# Smiling worked!



## daphne (Dec 4, 2004)

I've been reading in a number of different places lately how smiling can change how you feel. If you are feeling sad/mad/anxious the physical act of smiling actually tells your brain to feel happier and/or more at ease. I went to church as usual this morning, usually I avoid eye contact with people that I don't know and don't smile or talk much. Today I decided to try smiling at people; it actually help me to feel happier and more confident and on top of that people actually came up to me and started talking! Even more amazing I felt no anxiety and chatted easily with everyone who I talked to! I only felt anxious when a couple people wouldn' t look at me, but I decided not to focus on them so my anxiety went away as soon as I stopped thinking about the people who didn't look at me. Wow, what a success for me! :banana


----------



## soma (Nov 10, 2003)

> Smiling worked


Darn right, and good to hear


----------



## biggoofybastard (Jul 26, 2004)

Amazing the difference it makes.


----------



## Ms Deer (May 30, 2004)

That's great, Daphne! :banana :banana :banana 

BTW, I just visited your website. Good job. Well done. You ARE a Cool Steppie! I was a step-mom in my "previous life" so I can empathize with you greatly.

Keep smiling!


----------



## MrShow (Nov 17, 2003)

Rock on! I love when girls smile at me for that brief moment I feel cool :banana


----------



## heavymetal (Jan 28, 2005)

:banana


----------



## David1976 (Nov 8, 2003)

smiling does work.. I've tried it myself.. smiling at a cute cashier girl... they smile back and it seems to brighten both our days as well...


----------



## daphne (Dec 4, 2004)

Thanks to everyone!  It really is amazing what a smile will do -- not only for myself but for others as well. Your posts all made me smile! 



Ms Deer said:


> BTW, I just visited your website. Good job. Well done. You ARE a Cool Steppie! I was a step-mom in my "previous life" so I can empathize with you greatly.


Thank you, it's a lot of hard work, but it's worth it. My stepdaughter loves me, not because she HAS to but because she chooses to.


----------



## uranage (Jul 4, 2004)

YYAAAAYYY!!! :banana :yay


----------



## Mork (Apr 11, 2005)

That story put a smile on my face.


----------



## glittergaze (May 4, 2005)

:banana :banana :banana


----------



## Webster (Mar 8, 2005)

Way to go!


----------



## Sweetangel (Jan 12, 2005)

cool u used the smile-more technique i also found that when a person smiles at me i feel more comfortable around them and percieve them as friendly so thats what people thought about you when you smiled.
just make a mental note to notice your facial expression and add a smile


----------



## Szattam (Nov 11, 2003)

Good job! 
Smiling and laughing do produce happy chemicals in your body. keep it up!


----------

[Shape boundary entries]
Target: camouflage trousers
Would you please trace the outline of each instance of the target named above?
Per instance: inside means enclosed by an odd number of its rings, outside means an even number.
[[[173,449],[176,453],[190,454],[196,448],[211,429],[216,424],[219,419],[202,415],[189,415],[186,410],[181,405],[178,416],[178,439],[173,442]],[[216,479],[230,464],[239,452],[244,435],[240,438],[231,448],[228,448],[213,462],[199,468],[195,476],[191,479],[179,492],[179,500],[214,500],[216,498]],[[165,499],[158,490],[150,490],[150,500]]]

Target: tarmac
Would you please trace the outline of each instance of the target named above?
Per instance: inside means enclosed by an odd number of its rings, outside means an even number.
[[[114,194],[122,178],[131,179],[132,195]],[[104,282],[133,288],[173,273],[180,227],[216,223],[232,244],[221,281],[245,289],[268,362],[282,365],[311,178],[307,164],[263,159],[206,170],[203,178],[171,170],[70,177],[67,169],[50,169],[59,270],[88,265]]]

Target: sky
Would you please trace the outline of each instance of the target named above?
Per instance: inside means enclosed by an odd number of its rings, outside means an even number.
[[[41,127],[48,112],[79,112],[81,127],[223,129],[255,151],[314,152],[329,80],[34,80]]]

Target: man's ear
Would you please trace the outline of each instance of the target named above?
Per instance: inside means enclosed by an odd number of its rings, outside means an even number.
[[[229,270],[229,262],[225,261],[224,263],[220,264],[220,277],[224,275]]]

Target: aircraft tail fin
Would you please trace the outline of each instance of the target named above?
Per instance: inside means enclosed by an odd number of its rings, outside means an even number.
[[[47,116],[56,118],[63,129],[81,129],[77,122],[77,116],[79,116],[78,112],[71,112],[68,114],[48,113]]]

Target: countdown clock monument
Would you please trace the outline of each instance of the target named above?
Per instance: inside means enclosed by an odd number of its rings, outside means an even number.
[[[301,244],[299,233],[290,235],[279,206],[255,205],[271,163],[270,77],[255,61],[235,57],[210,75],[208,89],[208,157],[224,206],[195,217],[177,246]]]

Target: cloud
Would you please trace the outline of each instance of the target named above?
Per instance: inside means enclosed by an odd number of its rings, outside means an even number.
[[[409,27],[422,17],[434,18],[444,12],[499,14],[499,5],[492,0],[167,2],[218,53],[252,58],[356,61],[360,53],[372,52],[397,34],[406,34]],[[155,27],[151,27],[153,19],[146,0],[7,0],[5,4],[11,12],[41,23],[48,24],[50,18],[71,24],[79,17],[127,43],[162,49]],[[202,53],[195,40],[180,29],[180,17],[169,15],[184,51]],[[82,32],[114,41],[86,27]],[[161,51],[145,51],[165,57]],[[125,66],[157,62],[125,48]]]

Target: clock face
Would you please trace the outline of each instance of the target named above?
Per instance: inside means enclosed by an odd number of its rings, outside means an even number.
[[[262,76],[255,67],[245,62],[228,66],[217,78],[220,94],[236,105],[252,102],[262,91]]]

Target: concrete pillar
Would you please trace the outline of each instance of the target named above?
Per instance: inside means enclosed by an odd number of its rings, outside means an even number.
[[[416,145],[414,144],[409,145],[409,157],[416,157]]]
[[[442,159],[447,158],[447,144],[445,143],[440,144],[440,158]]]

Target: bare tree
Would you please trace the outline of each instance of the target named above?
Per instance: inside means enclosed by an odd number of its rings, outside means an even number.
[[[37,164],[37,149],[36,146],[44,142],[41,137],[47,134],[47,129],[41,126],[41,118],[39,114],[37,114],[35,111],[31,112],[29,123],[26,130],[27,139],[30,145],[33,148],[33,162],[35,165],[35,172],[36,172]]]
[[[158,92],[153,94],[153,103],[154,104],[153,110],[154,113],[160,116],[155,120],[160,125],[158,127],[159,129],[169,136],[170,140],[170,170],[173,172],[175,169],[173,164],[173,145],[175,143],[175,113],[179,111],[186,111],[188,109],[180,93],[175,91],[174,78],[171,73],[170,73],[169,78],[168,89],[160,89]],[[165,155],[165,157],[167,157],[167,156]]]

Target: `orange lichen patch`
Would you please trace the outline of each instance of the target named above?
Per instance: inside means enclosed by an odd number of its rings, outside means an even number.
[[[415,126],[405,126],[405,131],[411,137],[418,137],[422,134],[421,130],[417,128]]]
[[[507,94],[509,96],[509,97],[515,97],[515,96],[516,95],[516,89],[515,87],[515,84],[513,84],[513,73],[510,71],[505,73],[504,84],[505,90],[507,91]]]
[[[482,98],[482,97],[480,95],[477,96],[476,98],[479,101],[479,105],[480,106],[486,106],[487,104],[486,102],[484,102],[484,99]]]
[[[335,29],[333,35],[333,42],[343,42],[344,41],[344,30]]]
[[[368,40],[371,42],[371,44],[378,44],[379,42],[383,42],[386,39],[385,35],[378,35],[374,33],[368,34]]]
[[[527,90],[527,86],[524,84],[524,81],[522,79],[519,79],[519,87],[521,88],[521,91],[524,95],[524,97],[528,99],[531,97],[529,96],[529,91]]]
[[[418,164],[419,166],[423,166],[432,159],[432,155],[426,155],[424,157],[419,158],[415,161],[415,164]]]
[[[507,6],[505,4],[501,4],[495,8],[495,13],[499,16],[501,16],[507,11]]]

== PROBLEM DETAILS ==
Rewrite the stretch of the smiling forum thread from "## heavymetal (Jan" through "days as well...", swapping "cashier" for "barista".

== WORKED ANSWER ==
## heavymetal (Jan 28, 2005)

:banana


----------



## David1976 (Nov 8, 2003)

smiling does work.. I've tried it myself.. smiling at a cute barista girl... they smile back and it seems to brighten both our days as well...